[Instruction 1]: Revise the proposal summary between "John H Flint" and "approximately 200 words)", inclusive, so that "Extension" reads "Ext.".
[Instruction 2]: According to the proposal summary, what Technology Readiness Level is estimated at the end of the contract?
[Instruction 3]: Put the proposal summary's title, "Low-Cost Lidar for Wake-Vortex and Other Hazard Detection", into Spanish.

[Source]:
NASA SBIR 2011 Solicitation

FORM B - PROPOSAL SUMMARY


PROPOSAL NUMBER: 11-1 A1.01-8718
SUBTOPIC TITLE: Aviation External Hazard Sensor Technologies
PROPOSAL TITLE: Low-Cost Lidar for Wake-Vortex and Other Hazard Detection

SMALL BUSINESS CONCERN (Firm Name, Mail Address, City/State/Zip, Phone)
Q-Peak, Inc.
135 South Road
Bedford, MA 01730 - 2307
(781) 275-9535

PRINCIPAL INVESTIGATOR/PROJECT MANAGER (Name, E-mail, Mail Address, City/State/Zip, Phone)
John H Flint
flint@qpeak.com
135 South Road
Bedford, MA 01730 - 2307
(781) 275-9535 Extension :604

Estimated Technology Readiness Level (TRL) at beginning and end of contract:
Begin: 3
End: 4

TECHNICAL ABSTRACT (Limit 2000 characters, approximately 200 words)

[Excerpted data]:

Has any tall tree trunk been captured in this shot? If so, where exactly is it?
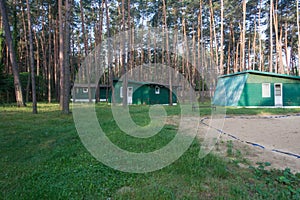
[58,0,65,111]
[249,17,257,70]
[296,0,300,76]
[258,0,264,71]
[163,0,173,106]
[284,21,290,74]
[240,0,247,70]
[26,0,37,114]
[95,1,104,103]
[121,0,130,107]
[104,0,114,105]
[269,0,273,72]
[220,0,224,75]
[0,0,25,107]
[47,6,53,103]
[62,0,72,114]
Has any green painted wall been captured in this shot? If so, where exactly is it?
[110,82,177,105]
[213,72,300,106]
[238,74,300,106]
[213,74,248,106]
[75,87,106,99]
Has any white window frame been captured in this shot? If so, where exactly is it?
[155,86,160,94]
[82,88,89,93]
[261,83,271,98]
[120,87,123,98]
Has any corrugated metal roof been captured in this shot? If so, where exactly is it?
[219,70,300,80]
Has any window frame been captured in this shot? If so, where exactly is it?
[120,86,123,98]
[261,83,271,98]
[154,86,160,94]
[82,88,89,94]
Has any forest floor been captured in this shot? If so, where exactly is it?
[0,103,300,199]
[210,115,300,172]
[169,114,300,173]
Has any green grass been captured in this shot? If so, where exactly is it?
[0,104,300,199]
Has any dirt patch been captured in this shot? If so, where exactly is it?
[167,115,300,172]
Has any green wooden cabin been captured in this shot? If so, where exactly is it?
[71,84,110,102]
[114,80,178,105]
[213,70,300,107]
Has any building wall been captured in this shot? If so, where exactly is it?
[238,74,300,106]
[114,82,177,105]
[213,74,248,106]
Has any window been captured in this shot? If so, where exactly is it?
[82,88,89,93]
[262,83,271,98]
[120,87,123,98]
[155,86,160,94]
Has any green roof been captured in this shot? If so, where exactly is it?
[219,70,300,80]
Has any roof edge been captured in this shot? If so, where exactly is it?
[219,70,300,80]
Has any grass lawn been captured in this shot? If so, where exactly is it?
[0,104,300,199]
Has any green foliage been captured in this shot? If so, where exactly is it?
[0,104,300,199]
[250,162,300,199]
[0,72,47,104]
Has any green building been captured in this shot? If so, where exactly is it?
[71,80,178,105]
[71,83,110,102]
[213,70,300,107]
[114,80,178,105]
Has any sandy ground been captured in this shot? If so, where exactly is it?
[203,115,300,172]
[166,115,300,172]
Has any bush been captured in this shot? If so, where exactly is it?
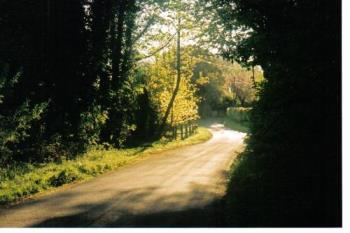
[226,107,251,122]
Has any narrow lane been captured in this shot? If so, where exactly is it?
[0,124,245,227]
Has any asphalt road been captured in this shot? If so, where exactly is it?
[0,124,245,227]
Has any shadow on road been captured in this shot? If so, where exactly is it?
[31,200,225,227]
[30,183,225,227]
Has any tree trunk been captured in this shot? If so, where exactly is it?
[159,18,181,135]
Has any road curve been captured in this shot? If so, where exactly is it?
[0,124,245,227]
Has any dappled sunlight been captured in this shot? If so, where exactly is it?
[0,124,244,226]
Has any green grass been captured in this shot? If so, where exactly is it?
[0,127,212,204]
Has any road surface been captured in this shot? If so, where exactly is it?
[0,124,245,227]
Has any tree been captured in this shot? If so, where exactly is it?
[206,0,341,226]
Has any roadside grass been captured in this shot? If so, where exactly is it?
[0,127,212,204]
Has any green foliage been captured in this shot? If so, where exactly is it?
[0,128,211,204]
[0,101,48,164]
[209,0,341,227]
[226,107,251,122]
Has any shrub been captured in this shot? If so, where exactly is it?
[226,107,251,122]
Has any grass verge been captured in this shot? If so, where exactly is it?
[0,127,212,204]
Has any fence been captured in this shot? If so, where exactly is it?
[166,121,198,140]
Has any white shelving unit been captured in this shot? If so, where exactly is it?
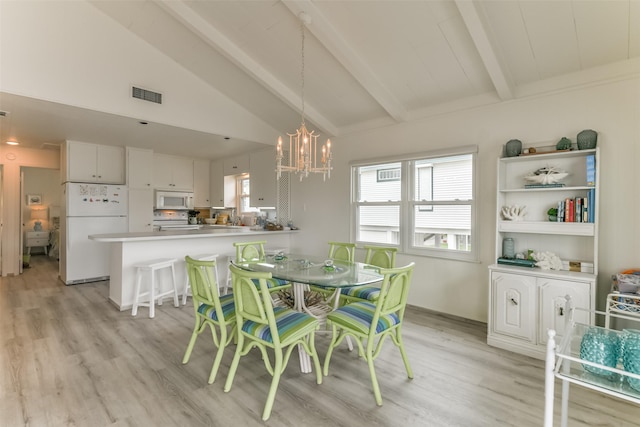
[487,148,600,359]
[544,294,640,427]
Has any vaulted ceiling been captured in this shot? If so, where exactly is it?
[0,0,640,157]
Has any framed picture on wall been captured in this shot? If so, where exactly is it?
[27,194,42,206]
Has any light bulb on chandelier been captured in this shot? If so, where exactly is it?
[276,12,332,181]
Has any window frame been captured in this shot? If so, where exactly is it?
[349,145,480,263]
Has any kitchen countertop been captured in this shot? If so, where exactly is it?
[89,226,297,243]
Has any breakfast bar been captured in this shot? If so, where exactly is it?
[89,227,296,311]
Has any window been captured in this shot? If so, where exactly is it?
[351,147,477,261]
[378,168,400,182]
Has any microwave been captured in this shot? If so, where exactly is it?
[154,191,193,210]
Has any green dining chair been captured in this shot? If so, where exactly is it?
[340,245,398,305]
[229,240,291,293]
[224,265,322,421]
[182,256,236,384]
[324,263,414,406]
...
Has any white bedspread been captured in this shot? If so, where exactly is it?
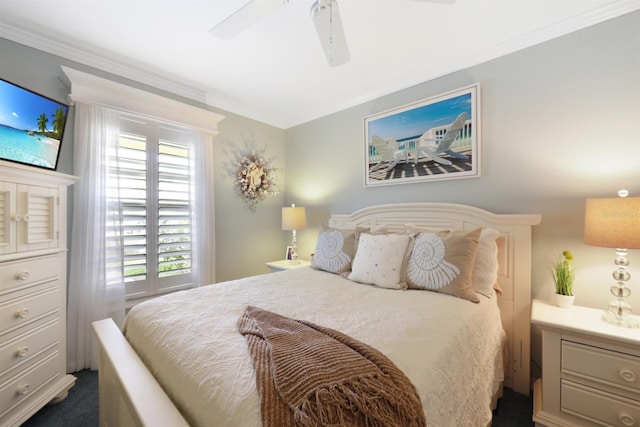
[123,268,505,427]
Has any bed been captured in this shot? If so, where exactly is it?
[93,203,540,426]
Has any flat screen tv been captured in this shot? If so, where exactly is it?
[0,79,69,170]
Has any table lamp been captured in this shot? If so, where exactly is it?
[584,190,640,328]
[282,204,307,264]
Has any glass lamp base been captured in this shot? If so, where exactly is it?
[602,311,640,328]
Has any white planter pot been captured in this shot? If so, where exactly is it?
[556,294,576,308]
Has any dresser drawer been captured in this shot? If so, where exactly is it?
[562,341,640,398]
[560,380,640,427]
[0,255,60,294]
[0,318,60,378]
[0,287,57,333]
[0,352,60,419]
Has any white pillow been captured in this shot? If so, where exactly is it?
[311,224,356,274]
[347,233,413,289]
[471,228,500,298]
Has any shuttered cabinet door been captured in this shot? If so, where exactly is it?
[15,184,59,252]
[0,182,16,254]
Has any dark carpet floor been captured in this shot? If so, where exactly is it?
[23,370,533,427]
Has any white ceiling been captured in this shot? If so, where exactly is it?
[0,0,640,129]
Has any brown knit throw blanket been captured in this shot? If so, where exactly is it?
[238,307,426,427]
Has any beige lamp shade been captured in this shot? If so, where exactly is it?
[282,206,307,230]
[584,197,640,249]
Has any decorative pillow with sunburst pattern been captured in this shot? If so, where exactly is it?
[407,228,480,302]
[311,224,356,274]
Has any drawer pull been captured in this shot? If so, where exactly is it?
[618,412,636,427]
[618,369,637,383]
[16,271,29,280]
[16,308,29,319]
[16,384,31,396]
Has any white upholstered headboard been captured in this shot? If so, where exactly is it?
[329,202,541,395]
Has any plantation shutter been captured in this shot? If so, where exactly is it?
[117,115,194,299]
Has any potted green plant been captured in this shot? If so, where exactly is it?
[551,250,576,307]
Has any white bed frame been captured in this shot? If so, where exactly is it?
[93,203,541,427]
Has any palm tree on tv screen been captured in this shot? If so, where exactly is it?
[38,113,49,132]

[Result 1]:
John H Flint
flint@qpeak.com
135 South Road
Bedford, MA 01730 - 2307
(781) 275-9535 Ext. :604

Estimated Technology Readiness Level (TRL) at beginning and end of contract:
Begin: 3
End: 4

TECHNICAL ABSTRACT (Limit 2000 characters, approximately 200 words)

[Result 2]: 4

[Result 3]: Lidar de bajo costo para la detección de vórtices de estela y otros peligros